→ Problem requirements: Filter these entries down to the lines that hold the word "paved", and show each of them.

[Dataset entries]
▬▬▬

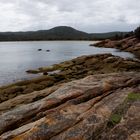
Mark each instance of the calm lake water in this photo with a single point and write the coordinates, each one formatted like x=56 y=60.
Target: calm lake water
x=17 y=57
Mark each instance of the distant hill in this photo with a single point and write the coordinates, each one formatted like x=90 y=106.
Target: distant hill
x=57 y=33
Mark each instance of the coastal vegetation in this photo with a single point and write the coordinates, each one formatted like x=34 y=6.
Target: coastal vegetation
x=137 y=32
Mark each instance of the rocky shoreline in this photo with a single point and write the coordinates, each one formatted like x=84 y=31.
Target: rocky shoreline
x=89 y=97
x=130 y=44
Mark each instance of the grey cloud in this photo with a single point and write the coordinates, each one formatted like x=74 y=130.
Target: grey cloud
x=87 y=15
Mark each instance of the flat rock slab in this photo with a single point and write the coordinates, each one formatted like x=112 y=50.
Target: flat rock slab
x=78 y=110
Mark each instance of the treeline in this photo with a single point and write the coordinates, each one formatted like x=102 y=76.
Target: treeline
x=59 y=33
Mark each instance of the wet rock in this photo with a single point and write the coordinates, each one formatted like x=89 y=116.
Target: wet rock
x=76 y=110
x=130 y=44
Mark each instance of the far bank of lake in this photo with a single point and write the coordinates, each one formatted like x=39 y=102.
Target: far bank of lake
x=17 y=57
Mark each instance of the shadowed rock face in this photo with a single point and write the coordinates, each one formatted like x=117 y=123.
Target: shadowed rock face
x=79 y=110
x=130 y=44
x=68 y=71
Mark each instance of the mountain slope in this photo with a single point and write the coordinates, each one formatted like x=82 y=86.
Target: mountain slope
x=56 y=33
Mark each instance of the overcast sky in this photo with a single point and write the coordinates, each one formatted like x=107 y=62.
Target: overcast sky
x=86 y=15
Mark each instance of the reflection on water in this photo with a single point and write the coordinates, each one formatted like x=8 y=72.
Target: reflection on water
x=17 y=57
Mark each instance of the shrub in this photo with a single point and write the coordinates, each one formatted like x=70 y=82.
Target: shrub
x=137 y=32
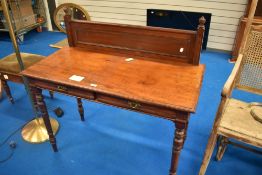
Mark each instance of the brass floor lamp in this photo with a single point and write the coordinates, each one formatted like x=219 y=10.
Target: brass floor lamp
x=34 y=131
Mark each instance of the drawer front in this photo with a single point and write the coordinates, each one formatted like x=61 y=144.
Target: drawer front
x=69 y=90
x=136 y=106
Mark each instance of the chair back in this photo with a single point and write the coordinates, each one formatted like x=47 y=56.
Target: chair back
x=250 y=74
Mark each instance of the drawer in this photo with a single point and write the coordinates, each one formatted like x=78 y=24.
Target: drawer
x=152 y=109
x=65 y=89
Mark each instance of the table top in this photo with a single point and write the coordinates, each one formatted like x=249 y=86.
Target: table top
x=175 y=86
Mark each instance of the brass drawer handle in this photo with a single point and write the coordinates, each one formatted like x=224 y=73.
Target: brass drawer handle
x=61 y=88
x=133 y=105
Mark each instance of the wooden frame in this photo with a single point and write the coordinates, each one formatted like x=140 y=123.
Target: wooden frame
x=221 y=134
x=168 y=45
x=99 y=52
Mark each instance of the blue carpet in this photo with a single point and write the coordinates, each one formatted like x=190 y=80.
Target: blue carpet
x=113 y=141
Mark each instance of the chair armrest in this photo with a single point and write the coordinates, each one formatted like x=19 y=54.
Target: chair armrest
x=226 y=92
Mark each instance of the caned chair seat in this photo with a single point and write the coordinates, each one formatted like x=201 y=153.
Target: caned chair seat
x=9 y=64
x=232 y=124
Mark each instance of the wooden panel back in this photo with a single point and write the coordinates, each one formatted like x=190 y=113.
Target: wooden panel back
x=157 y=43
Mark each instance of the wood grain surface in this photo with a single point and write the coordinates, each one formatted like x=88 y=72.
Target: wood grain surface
x=176 y=86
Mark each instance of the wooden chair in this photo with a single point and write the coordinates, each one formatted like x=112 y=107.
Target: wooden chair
x=234 y=117
x=9 y=70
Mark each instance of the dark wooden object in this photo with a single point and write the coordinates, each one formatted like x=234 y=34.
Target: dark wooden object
x=242 y=25
x=163 y=79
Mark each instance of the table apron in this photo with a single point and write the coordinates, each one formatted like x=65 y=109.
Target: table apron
x=142 y=107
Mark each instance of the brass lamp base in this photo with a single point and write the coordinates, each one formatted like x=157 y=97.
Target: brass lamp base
x=35 y=131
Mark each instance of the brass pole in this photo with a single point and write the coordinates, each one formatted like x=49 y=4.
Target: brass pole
x=34 y=131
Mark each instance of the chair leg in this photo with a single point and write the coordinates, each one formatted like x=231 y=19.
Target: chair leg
x=222 y=145
x=80 y=109
x=1 y=89
x=51 y=93
x=7 y=91
x=208 y=153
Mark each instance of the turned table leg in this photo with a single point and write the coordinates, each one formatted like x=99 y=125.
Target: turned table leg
x=178 y=143
x=37 y=95
x=80 y=109
x=7 y=91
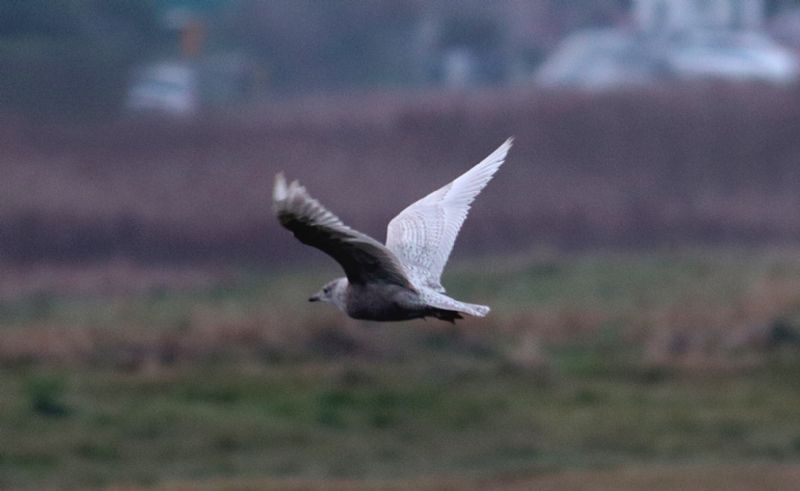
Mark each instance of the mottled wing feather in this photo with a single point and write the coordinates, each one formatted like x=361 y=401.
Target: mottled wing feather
x=363 y=258
x=422 y=235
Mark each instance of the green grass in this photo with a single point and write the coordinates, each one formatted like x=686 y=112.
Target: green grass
x=261 y=386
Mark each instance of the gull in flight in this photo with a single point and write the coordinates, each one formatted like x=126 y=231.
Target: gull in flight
x=399 y=280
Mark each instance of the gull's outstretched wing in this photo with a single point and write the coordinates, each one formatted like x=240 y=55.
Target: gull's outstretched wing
x=363 y=258
x=422 y=235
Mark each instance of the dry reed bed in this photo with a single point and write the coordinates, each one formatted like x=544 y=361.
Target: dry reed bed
x=663 y=165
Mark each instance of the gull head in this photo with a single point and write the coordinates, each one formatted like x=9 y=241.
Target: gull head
x=334 y=292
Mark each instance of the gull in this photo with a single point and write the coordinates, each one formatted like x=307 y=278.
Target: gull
x=402 y=279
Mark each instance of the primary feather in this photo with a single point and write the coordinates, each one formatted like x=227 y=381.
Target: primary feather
x=422 y=235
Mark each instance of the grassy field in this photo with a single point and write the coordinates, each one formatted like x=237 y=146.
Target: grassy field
x=672 y=370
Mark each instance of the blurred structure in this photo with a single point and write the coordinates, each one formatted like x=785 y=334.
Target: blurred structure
x=674 y=40
x=182 y=83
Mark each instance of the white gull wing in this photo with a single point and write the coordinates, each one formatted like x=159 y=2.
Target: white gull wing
x=422 y=235
x=364 y=259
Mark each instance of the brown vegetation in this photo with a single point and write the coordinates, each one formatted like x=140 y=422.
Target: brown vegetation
x=703 y=163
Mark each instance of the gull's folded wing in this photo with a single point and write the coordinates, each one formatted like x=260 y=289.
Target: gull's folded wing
x=423 y=234
x=363 y=258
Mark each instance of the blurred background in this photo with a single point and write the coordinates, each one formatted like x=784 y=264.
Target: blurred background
x=640 y=248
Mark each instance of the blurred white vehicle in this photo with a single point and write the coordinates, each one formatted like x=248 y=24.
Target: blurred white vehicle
x=598 y=59
x=740 y=57
x=612 y=58
x=166 y=88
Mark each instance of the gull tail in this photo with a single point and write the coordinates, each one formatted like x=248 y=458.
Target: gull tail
x=448 y=309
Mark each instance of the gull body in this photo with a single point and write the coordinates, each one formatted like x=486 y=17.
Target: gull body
x=400 y=280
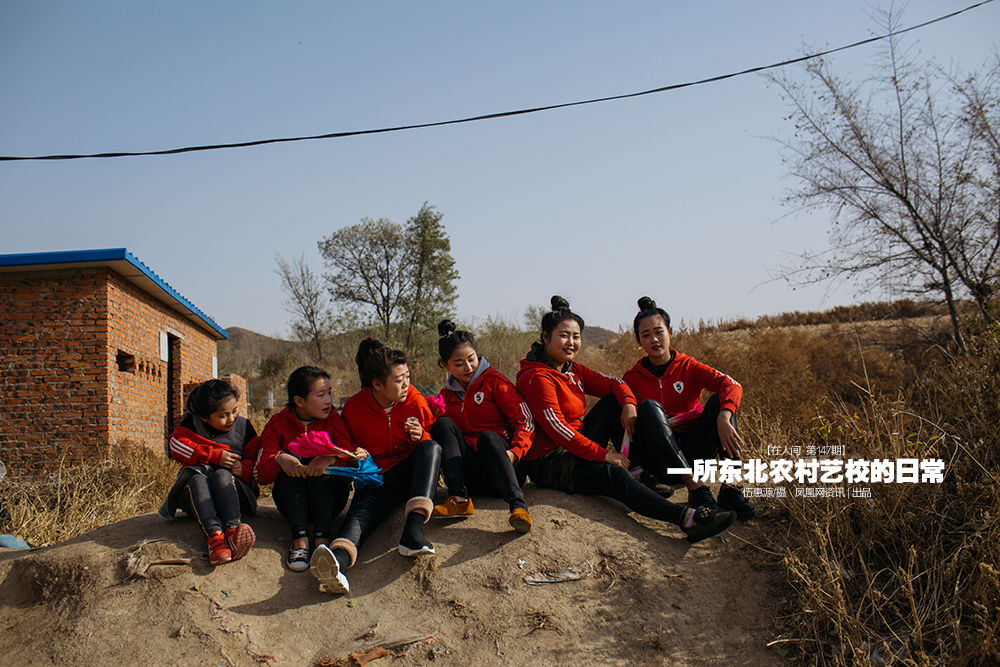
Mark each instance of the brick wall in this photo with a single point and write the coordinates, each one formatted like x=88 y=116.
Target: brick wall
x=80 y=366
x=139 y=409
x=53 y=367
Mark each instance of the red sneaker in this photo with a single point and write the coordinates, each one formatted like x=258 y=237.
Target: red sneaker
x=218 y=550
x=240 y=539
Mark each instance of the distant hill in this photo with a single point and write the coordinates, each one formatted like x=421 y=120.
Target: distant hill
x=598 y=336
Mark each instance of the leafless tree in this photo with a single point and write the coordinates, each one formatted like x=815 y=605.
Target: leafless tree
x=306 y=300
x=905 y=162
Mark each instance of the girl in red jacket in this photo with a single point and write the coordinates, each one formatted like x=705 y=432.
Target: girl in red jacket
x=390 y=419
x=302 y=492
x=487 y=429
x=673 y=382
x=570 y=452
x=217 y=448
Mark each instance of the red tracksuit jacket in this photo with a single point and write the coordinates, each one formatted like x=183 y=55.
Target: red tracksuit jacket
x=381 y=434
x=557 y=401
x=189 y=448
x=492 y=404
x=284 y=427
x=679 y=390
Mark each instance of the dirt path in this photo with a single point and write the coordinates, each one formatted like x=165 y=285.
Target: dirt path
x=648 y=597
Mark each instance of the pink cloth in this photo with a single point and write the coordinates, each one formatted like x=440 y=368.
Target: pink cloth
x=436 y=404
x=312 y=443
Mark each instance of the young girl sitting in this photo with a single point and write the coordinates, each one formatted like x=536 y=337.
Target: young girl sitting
x=217 y=448
x=389 y=418
x=303 y=492
x=675 y=381
x=570 y=452
x=488 y=429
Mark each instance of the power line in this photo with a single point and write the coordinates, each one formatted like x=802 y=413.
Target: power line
x=500 y=114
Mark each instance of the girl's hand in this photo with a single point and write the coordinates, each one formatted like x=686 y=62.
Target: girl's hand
x=617 y=459
x=290 y=465
x=228 y=459
x=318 y=466
x=413 y=429
x=628 y=419
x=728 y=435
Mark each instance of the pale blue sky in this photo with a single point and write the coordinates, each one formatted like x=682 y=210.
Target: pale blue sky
x=676 y=195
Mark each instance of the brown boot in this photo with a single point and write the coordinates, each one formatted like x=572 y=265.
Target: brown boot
x=520 y=520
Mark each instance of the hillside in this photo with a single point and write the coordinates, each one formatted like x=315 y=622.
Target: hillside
x=648 y=597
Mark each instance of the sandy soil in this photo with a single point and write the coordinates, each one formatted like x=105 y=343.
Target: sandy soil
x=648 y=597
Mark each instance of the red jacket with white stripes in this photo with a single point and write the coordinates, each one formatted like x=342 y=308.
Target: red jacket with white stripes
x=382 y=434
x=557 y=401
x=189 y=448
x=283 y=428
x=679 y=389
x=492 y=404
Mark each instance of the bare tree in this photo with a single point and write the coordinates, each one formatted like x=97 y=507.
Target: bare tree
x=306 y=300
x=905 y=171
x=432 y=294
x=368 y=265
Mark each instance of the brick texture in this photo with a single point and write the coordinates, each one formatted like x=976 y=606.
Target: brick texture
x=81 y=367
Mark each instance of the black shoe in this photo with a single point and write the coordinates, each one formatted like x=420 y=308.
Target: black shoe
x=708 y=523
x=702 y=497
x=731 y=498
x=652 y=483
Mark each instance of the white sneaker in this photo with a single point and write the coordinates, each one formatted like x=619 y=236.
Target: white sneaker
x=326 y=569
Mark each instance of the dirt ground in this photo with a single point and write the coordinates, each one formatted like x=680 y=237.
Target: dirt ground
x=127 y=594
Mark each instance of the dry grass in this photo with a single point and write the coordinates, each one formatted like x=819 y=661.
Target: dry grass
x=908 y=576
x=77 y=499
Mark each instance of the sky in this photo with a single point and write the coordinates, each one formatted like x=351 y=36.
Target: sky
x=677 y=195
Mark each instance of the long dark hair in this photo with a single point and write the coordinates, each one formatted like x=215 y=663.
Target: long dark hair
x=648 y=308
x=451 y=340
x=301 y=380
x=560 y=312
x=375 y=361
x=206 y=398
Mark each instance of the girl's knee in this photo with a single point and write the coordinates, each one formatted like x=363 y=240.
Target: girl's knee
x=490 y=442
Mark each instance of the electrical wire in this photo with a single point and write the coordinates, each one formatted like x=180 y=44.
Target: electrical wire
x=500 y=114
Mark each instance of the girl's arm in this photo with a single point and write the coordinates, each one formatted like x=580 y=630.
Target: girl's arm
x=518 y=415
x=599 y=384
x=730 y=391
x=189 y=448
x=541 y=395
x=265 y=469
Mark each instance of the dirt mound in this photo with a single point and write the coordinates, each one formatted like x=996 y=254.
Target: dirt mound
x=141 y=591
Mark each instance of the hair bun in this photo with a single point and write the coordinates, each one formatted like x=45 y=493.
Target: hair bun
x=645 y=303
x=446 y=328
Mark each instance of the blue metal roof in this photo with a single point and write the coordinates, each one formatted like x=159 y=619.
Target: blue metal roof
x=122 y=262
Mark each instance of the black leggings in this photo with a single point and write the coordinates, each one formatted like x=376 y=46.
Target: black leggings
x=702 y=440
x=572 y=474
x=310 y=500
x=416 y=476
x=212 y=498
x=486 y=470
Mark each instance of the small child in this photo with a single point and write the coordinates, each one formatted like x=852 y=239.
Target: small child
x=293 y=456
x=218 y=448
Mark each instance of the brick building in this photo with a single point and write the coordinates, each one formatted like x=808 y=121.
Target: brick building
x=95 y=349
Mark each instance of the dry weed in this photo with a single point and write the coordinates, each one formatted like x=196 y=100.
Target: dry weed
x=77 y=499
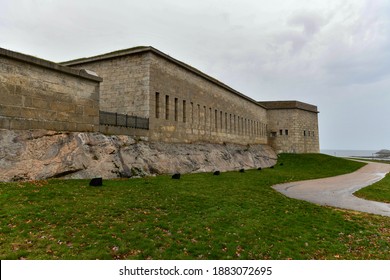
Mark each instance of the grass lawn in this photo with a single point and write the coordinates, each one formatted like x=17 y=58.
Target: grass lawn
x=201 y=216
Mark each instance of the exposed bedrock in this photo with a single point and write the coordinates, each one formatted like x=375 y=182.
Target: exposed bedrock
x=42 y=154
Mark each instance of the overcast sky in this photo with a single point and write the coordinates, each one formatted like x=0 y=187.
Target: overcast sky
x=331 y=53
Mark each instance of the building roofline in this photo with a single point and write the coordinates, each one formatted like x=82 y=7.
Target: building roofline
x=289 y=104
x=82 y=73
x=145 y=49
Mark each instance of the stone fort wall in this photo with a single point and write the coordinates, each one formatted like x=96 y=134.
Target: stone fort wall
x=183 y=104
x=38 y=94
x=293 y=127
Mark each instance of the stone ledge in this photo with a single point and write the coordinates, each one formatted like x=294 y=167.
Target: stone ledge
x=82 y=73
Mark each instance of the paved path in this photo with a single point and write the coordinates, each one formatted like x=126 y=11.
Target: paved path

▬▬▬

→ Answer to this problem:
Mark each instance of the paved path in this photo with a single point and write the coordinates, each one formatted like x=126 y=11.
Target: paved path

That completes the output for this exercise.